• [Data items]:

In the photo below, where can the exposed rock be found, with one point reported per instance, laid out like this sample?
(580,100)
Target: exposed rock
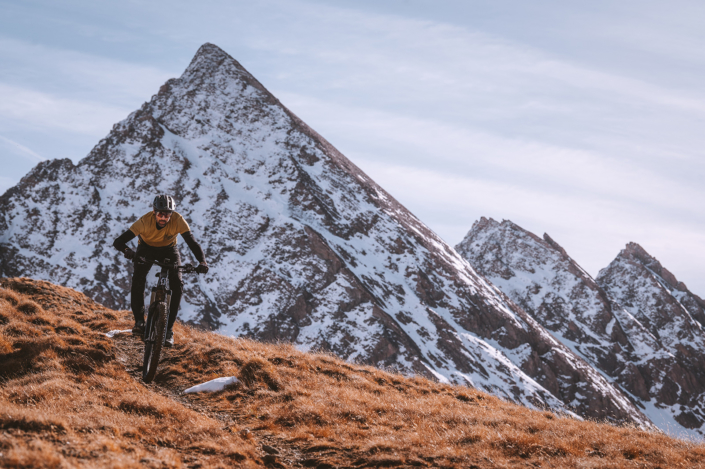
(548,284)
(304,246)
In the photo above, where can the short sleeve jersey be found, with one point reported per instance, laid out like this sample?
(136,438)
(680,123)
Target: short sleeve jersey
(146,229)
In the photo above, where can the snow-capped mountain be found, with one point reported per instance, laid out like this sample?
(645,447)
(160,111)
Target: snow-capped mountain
(675,317)
(304,247)
(549,285)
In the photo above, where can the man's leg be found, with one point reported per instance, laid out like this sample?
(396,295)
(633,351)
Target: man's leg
(176,285)
(139,279)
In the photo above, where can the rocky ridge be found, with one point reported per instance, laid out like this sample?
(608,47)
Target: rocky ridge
(593,319)
(305,248)
(675,317)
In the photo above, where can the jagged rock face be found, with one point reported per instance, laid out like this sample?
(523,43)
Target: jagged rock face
(674,316)
(304,247)
(549,285)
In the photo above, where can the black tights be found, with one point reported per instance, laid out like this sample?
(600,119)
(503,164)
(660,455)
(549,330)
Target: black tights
(139,279)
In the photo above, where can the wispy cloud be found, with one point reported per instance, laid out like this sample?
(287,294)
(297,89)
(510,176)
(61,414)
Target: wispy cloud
(21,150)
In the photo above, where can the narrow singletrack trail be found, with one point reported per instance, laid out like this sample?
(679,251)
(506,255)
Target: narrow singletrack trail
(275,452)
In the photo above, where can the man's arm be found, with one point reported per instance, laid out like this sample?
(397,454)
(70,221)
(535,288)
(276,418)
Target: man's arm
(121,241)
(194,247)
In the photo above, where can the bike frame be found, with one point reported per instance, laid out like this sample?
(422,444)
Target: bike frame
(158,315)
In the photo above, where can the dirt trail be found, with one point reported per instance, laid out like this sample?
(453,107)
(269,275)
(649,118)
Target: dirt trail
(275,452)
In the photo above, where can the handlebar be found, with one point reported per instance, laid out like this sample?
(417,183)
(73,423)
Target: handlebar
(187,268)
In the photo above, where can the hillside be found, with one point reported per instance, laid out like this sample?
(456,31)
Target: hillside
(304,247)
(71,397)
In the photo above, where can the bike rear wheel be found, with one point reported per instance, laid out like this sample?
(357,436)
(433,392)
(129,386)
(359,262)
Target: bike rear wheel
(155,335)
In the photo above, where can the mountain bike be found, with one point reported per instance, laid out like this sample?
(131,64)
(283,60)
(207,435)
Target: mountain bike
(157,315)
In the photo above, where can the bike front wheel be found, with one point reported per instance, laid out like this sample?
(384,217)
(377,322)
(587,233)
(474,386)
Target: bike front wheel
(155,336)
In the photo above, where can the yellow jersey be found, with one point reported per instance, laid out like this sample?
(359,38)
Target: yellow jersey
(146,229)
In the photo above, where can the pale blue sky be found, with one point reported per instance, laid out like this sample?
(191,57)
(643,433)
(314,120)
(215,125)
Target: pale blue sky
(580,119)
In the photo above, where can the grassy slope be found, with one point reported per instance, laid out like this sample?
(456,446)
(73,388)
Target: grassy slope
(72,397)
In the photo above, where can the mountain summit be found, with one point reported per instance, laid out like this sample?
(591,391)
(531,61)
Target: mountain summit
(632,324)
(304,247)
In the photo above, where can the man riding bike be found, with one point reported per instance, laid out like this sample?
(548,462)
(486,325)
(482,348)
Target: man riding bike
(157,231)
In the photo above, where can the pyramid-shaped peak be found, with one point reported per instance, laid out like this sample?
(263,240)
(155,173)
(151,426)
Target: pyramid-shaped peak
(635,253)
(210,60)
(209,54)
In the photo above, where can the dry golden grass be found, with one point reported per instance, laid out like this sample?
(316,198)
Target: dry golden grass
(72,397)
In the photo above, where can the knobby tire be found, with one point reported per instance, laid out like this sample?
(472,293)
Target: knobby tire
(154,343)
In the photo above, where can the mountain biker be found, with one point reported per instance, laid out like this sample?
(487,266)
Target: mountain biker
(157,231)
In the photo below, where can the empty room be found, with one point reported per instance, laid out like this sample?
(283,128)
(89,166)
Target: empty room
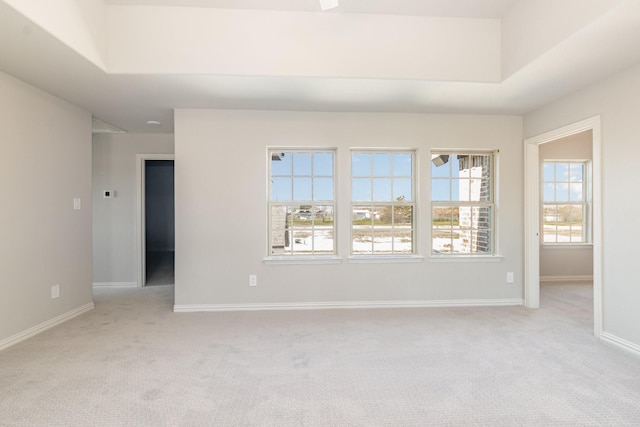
(319,212)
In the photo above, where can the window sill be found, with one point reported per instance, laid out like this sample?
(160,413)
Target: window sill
(466,258)
(300,259)
(555,246)
(384,259)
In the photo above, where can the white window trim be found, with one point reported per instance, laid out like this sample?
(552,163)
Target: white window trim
(586,203)
(494,255)
(414,256)
(293,258)
(385,259)
(302,259)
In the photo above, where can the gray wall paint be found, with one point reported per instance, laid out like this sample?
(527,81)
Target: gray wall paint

• [TASK PROMPT]: Quote the records in their entirety, keeping the wording exact and excluding pictures.

• [COMPLETE ANSWER]:
In the photo below, where can the exposed rock be found, with one point reported per instance, laid out like this sample?
(580,100)
Target: exposed rock
(548,284)
(304,246)
In the photo above, where can the short sleeve jersey be found, with one point reported per instance, laid out like this sample?
(136,438)
(680,123)
Target: short sleeve jersey
(146,229)
In the photo above, where can the snow-capped mountain be found, with one point reported per instance, laid out like this sample?
(645,447)
(160,111)
Target: snow-capped mountain
(675,317)
(304,247)
(549,285)
In the photo above, where can the man's leg be found, with one point reported per instance, laid out like this sample?
(396,295)
(633,351)
Target: man's leg
(176,285)
(139,279)
In the photo above, where can the rocky ridge be found, with one point reported per instance, laid out like this sample?
(608,47)
Target: rocky ridge
(593,319)
(305,248)
(675,317)
In the photo above, where can the jagged rock face be found, with one point reported per instance, laid out like this sample?
(523,43)
Target: jagged rock face
(674,316)
(304,247)
(549,285)
In the photo above, where can the black tights be found, with one point reported per instance, laid out like this sample?
(600,119)
(503,164)
(660,455)
(549,330)
Target: black tights
(139,279)
In the photo above, where can the wispy cloud be found, with one point reported per instance, laid out like this sample?
(287,294)
(297,89)
(510,176)
(61,414)
Target: wispy cloud
(21,150)
In the photo above, where can the narrow singletrack trail be found, with one point reported per instance, laid out like this sample?
(679,251)
(506,255)
Target: narrow singletrack trail
(275,452)
In the photo above, where can the man's arm be found, with one point reported per instance, laid out like this sample?
(397,454)
(70,221)
(535,288)
(276,418)
Target: man's arm
(121,241)
(194,247)
In the photo above, where can the bike frame be found, with one point reported per instance, laid out like this sample?
(422,444)
Target: bike frame
(158,315)
In the photo above, where can the dirt trail be found, with one point reported per instance, laid out like this sample?
(453,107)
(269,275)
(649,118)
Target: dirt trail
(275,452)
In the photo above, where can the handlebar be found, with one point reported per instance, laid out like this sample?
(417,183)
(73,423)
Target: handlebar
(187,268)
In the photo above, where can the hillside be found, with one point reported per instance, laid out like this sample?
(456,31)
Target: hillside
(304,247)
(71,397)
In the photo above, where can the bike rear wheel be found, with one point reported per instance, laid out like this sample?
(357,436)
(433,392)
(129,386)
(359,262)
Target: bike rear wheel
(155,335)
In the photo above, where can the mountain bike be found, with one point reported per instance, laid out like this sample?
(131,64)
(283,60)
(207,435)
Target: mountain bike
(157,315)
In the photo above, where can the bike front wheel be found, with one point reported per instance, laid out like this sample?
(384,217)
(377,322)
(587,233)
(474,386)
Target: bike front wheel
(155,336)
In the photo above, where can the yellow jersey be found, with one point reported per instance, laid out like this sample?
(359,38)
Target: yellow jersey
(146,229)
In the photo above, where can the pale blue sky be found, with one point reported per instance, laid out like this sample?
(191,57)
(643,433)
(314,120)
(215,125)
Target: pale blue sky
(580,119)
In the photo above, where can the grassy slope be found, with one point reported per instance, laid out like this sample?
(456,446)
(73,388)
Target: grassy slope
(72,397)
In the photo above, where can the mountain summit be found, with one point reported per instance, laid out like this sample?
(591,391)
(531,61)
Target: mountain summit
(632,324)
(304,247)
In the photo above, where can the man riding bike be found, with one point reported per instance, laid out like this sample?
(548,462)
(486,325)
(482,348)
Target: man riding bike
(157,231)
In the photo above, where can the pyramid-shaped peak be found, with one point reported per instance, laid out like this sample?
(263,240)
(155,173)
(151,426)
Target: pyramid-shaped peak
(635,253)
(210,60)
(209,54)
In the photo above, where can the dry golden grass be found, with one point reported per instance, laid out like this sample?
(316,198)
Target: dry golden grass
(72,397)
In the photo above, where can the knobby tire be found, with one point reported per instance, laid out like this sample?
(472,293)
Target: knobby tire
(154,343)
In the photo above, where can the mountain biker be found, with one point reported per instance, laid out like this sample?
(487,266)
Target: mountain biker
(157,231)
In the photo below, where can the empty room be found, with one point reported per instance, laid out like this sample?
(283,128)
(89,166)
Target: empty room
(319,212)
In the photo above, where can the window sill be found, with one point reported per instance, laid out like this sample?
(160,413)
Target: window sill
(466,258)
(300,259)
(555,246)
(384,259)
In the photo above, where can the white window trim be found, with one point reported per instance, laid out like this sample?
(552,163)
Target: white window trim
(586,203)
(494,255)
(414,256)
(293,258)
(385,259)
(302,259)
In the photo above, where can the gray wall paint be found, with one point reported per instance, laid out like this sample?
(527,81)
Target: gray wall paint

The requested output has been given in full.